▶ _TEXTAUSZUG_:
◇ ◇ ◇ ◇
Die Luftfahrtindustrie legte eine Studie des Aerospace Vehicle Systems Institute (AVSI) vor, die den schlimmsten Fall einer 5G-Signalabstrahlung und deren Auswirkungen auf die Avionik simulierte. Die Analyse der AVSI-Studie durch die FCC ergab, dass es große Unterschiede in der Leistungsfähigkeit der Empfänger von Funkhöhenmessern zwischen verschiedenen Herstellern geben kann. Mit anderen Worten: Einige Höhenmesser waren mit Funkempfängern ausgestattet, die über gute Filter zum Schutz vor Störsignalen verfügten, während andere das Eindringen von Signalen von außerhalb der 4,2- bis 4,4-GHz-Zuweisung zuließen.
◇ ◇ ◇ ◇
(Daten zur Positionsbestimmung)
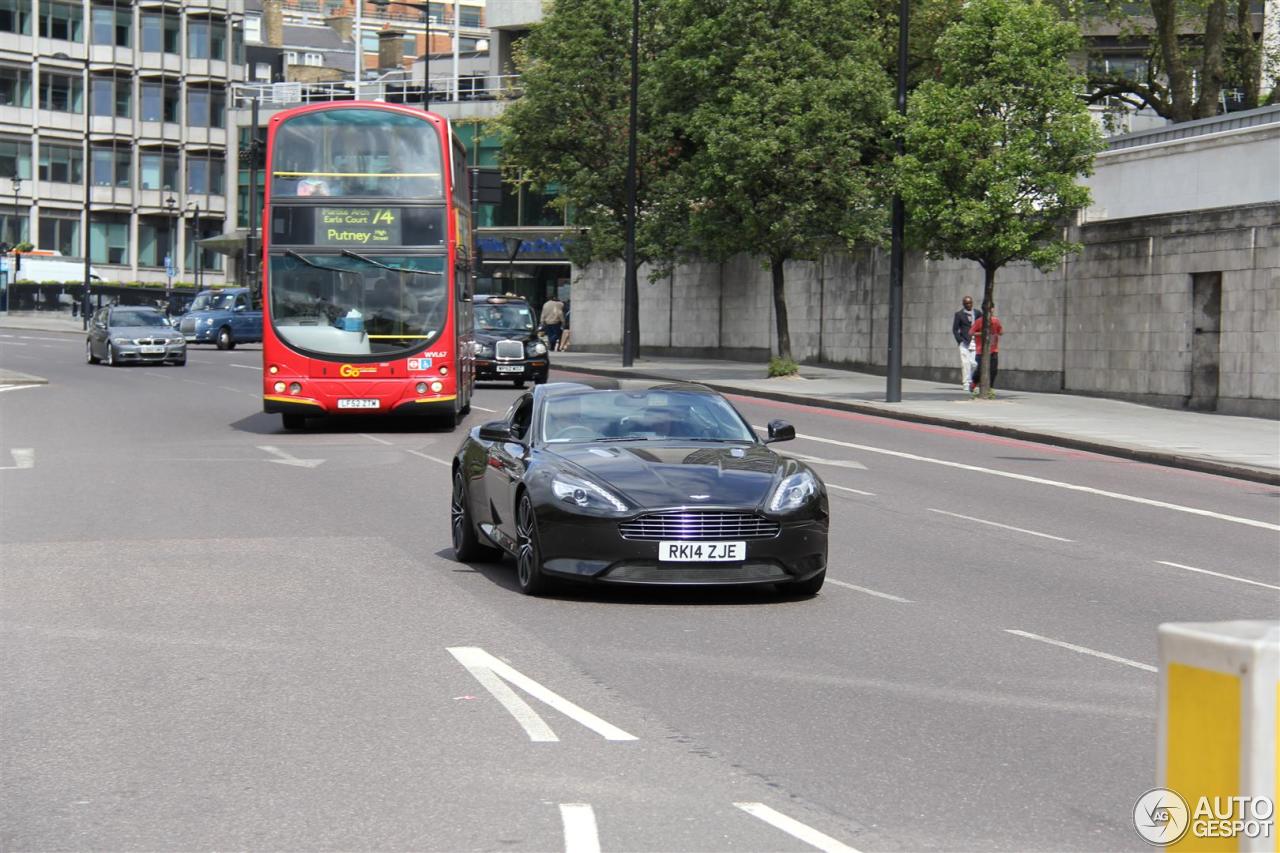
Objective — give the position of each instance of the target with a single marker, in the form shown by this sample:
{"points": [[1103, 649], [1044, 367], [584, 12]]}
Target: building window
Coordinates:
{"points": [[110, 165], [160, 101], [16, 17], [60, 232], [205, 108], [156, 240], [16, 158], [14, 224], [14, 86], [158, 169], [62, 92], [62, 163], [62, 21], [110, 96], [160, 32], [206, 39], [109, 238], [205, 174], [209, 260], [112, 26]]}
◇ ◇ ◇ ◇
▶ _AUFGABENSTELLUNG_: Welche Stelle hat laut dem Textauszug über 5G und Funkhöhenmesser die AVSI-Studie analysiert? Die Daten stammen aus einer anderen Quelle.

▶ _KORREKTE LÖSUNG_: Die FCC.